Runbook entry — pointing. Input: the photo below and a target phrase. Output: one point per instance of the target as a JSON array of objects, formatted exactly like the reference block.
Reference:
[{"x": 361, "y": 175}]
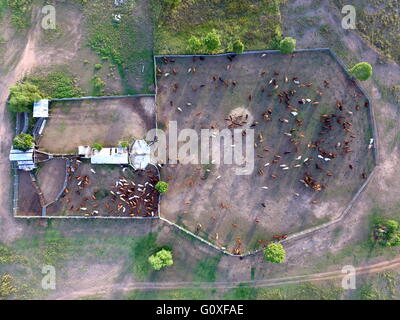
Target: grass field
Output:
[
  {"x": 254, "y": 22},
  {"x": 236, "y": 206},
  {"x": 106, "y": 122}
]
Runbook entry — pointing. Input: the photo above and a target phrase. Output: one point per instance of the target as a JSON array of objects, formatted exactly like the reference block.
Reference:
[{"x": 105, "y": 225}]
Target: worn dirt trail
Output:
[{"x": 104, "y": 290}]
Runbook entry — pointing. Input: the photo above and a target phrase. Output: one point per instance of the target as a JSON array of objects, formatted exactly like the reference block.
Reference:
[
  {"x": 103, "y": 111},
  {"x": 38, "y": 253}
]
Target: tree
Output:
[
  {"x": 97, "y": 146},
  {"x": 194, "y": 44},
  {"x": 275, "y": 253},
  {"x": 386, "y": 232},
  {"x": 362, "y": 70},
  {"x": 124, "y": 144},
  {"x": 212, "y": 41},
  {"x": 22, "y": 97},
  {"x": 287, "y": 45},
  {"x": 23, "y": 142},
  {"x": 161, "y": 186},
  {"x": 161, "y": 259},
  {"x": 238, "y": 46}
]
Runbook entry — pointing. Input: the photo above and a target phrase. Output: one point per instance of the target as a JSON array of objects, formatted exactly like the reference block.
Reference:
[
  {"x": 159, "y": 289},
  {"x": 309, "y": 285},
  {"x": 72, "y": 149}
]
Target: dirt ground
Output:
[
  {"x": 100, "y": 196},
  {"x": 83, "y": 274},
  {"x": 51, "y": 177},
  {"x": 28, "y": 202},
  {"x": 232, "y": 206},
  {"x": 106, "y": 121}
]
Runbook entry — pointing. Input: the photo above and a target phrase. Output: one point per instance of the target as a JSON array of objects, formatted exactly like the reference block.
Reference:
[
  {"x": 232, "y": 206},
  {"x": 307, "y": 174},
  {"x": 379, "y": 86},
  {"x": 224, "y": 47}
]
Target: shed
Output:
[
  {"x": 24, "y": 159},
  {"x": 41, "y": 109},
  {"x": 110, "y": 156},
  {"x": 140, "y": 155}
]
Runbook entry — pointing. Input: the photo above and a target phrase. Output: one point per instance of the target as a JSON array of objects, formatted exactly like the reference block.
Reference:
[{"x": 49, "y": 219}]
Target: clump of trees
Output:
[
  {"x": 386, "y": 232},
  {"x": 362, "y": 70},
  {"x": 23, "y": 142},
  {"x": 161, "y": 186},
  {"x": 97, "y": 146},
  {"x": 238, "y": 46},
  {"x": 124, "y": 144},
  {"x": 212, "y": 41},
  {"x": 287, "y": 45},
  {"x": 22, "y": 97},
  {"x": 161, "y": 259},
  {"x": 275, "y": 253}
]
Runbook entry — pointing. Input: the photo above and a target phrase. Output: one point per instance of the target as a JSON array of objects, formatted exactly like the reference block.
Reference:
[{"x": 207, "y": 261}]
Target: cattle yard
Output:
[
  {"x": 104, "y": 121},
  {"x": 313, "y": 147}
]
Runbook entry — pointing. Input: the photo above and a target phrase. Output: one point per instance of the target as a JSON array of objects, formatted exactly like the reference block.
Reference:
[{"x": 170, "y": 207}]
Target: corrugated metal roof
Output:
[
  {"x": 110, "y": 156},
  {"x": 19, "y": 155},
  {"x": 41, "y": 109},
  {"x": 140, "y": 157}
]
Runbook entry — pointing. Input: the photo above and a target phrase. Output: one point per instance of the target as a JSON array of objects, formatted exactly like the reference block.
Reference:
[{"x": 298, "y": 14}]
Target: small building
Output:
[
  {"x": 84, "y": 151},
  {"x": 117, "y": 155},
  {"x": 41, "y": 109},
  {"x": 140, "y": 155},
  {"x": 24, "y": 159}
]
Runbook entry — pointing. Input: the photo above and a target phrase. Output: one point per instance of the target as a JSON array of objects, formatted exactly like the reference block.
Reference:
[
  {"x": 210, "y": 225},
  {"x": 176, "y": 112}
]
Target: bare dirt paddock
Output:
[
  {"x": 323, "y": 144},
  {"x": 105, "y": 121},
  {"x": 108, "y": 190}
]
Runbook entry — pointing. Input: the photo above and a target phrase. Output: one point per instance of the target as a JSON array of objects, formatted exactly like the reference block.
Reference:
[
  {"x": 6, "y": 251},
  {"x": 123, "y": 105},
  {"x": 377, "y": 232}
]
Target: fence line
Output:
[{"x": 221, "y": 249}]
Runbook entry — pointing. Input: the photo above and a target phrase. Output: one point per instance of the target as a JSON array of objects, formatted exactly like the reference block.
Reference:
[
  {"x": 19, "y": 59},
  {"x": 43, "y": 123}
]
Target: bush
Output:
[
  {"x": 124, "y": 144},
  {"x": 161, "y": 186},
  {"x": 23, "y": 141},
  {"x": 386, "y": 232},
  {"x": 238, "y": 46},
  {"x": 212, "y": 41},
  {"x": 275, "y": 253},
  {"x": 97, "y": 146},
  {"x": 98, "y": 85},
  {"x": 22, "y": 97},
  {"x": 161, "y": 259},
  {"x": 362, "y": 71},
  {"x": 194, "y": 45},
  {"x": 287, "y": 45}
]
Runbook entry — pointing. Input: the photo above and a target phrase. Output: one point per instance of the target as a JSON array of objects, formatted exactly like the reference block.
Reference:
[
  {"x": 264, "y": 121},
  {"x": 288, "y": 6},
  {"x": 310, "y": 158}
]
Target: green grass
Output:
[
  {"x": 206, "y": 270},
  {"x": 122, "y": 43},
  {"x": 141, "y": 250},
  {"x": 255, "y": 23},
  {"x": 20, "y": 13},
  {"x": 56, "y": 84}
]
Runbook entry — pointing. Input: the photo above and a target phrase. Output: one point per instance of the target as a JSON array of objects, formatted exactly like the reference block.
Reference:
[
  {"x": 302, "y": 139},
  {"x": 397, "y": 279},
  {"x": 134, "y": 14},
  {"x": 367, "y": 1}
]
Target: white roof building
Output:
[
  {"x": 85, "y": 151},
  {"x": 110, "y": 156},
  {"x": 140, "y": 155},
  {"x": 24, "y": 159},
  {"x": 41, "y": 109}
]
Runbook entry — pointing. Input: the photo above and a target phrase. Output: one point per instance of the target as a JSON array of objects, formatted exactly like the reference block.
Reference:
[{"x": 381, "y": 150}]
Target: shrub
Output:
[
  {"x": 386, "y": 232},
  {"x": 161, "y": 259},
  {"x": 124, "y": 144},
  {"x": 212, "y": 41},
  {"x": 98, "y": 85},
  {"x": 362, "y": 70},
  {"x": 22, "y": 97},
  {"x": 161, "y": 186},
  {"x": 97, "y": 146},
  {"x": 194, "y": 45},
  {"x": 23, "y": 141},
  {"x": 287, "y": 45},
  {"x": 275, "y": 253},
  {"x": 238, "y": 46}
]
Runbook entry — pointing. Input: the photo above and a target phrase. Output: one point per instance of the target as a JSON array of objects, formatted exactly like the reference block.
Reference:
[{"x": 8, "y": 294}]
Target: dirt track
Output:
[{"x": 106, "y": 289}]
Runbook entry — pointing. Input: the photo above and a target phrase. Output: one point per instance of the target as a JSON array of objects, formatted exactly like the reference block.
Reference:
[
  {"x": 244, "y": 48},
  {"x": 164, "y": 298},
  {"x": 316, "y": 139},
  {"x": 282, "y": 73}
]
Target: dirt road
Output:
[{"x": 126, "y": 287}]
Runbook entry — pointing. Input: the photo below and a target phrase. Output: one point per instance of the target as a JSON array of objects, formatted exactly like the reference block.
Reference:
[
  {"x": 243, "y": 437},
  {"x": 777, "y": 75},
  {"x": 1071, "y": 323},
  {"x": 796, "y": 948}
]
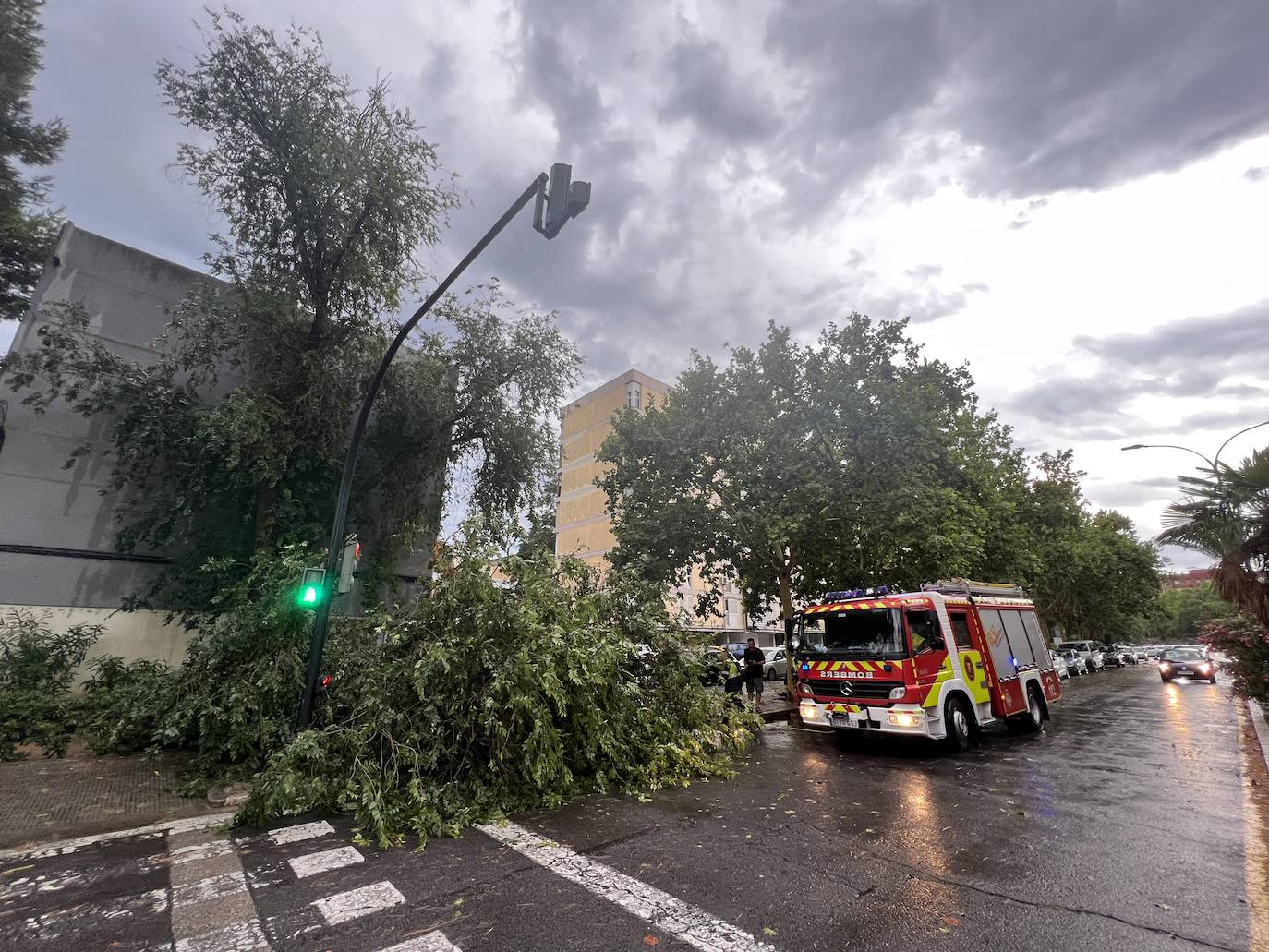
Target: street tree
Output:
[
  {"x": 28, "y": 226},
  {"x": 233, "y": 440},
  {"x": 1225, "y": 515},
  {"x": 852, "y": 461}
]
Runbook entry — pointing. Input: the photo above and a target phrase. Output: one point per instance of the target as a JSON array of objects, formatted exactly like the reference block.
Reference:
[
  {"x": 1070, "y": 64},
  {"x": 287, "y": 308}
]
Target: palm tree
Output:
[{"x": 1225, "y": 514}]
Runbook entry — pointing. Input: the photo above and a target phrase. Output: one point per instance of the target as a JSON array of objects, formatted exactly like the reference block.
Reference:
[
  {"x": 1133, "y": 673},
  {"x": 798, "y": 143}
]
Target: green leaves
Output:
[{"x": 490, "y": 698}]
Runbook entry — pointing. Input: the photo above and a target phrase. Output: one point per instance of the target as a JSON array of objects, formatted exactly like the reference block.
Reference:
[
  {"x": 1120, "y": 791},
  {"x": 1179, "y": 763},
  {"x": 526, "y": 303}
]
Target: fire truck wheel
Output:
[{"x": 960, "y": 724}]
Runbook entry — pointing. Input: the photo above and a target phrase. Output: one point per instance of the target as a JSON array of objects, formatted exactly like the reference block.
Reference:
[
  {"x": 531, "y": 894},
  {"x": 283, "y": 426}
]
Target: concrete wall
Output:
[
  {"x": 129, "y": 635},
  {"x": 44, "y": 507}
]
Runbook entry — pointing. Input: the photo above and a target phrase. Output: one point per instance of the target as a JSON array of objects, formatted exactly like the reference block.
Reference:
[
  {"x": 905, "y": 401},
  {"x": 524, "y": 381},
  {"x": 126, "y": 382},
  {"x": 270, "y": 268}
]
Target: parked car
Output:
[
  {"x": 717, "y": 663},
  {"x": 1089, "y": 651},
  {"x": 1186, "y": 663},
  {"x": 777, "y": 663},
  {"x": 1075, "y": 663}
]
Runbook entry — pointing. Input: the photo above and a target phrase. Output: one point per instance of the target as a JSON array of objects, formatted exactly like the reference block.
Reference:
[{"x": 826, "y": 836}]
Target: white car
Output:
[{"x": 776, "y": 664}]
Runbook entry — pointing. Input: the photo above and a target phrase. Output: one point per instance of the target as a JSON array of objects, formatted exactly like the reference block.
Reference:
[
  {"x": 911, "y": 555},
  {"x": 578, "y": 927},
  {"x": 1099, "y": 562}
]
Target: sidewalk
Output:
[{"x": 84, "y": 793}]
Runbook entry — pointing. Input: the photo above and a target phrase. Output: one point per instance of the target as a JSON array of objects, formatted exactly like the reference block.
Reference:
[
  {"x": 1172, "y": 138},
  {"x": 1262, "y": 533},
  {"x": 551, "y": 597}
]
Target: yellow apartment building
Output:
[{"x": 583, "y": 524}]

□ □ □ □

▸ TASK PROMPT
Looking through the records, copy out every line in which the word "white" is found.

▸ FINISHED TASK
Target: white roof building
Target: white car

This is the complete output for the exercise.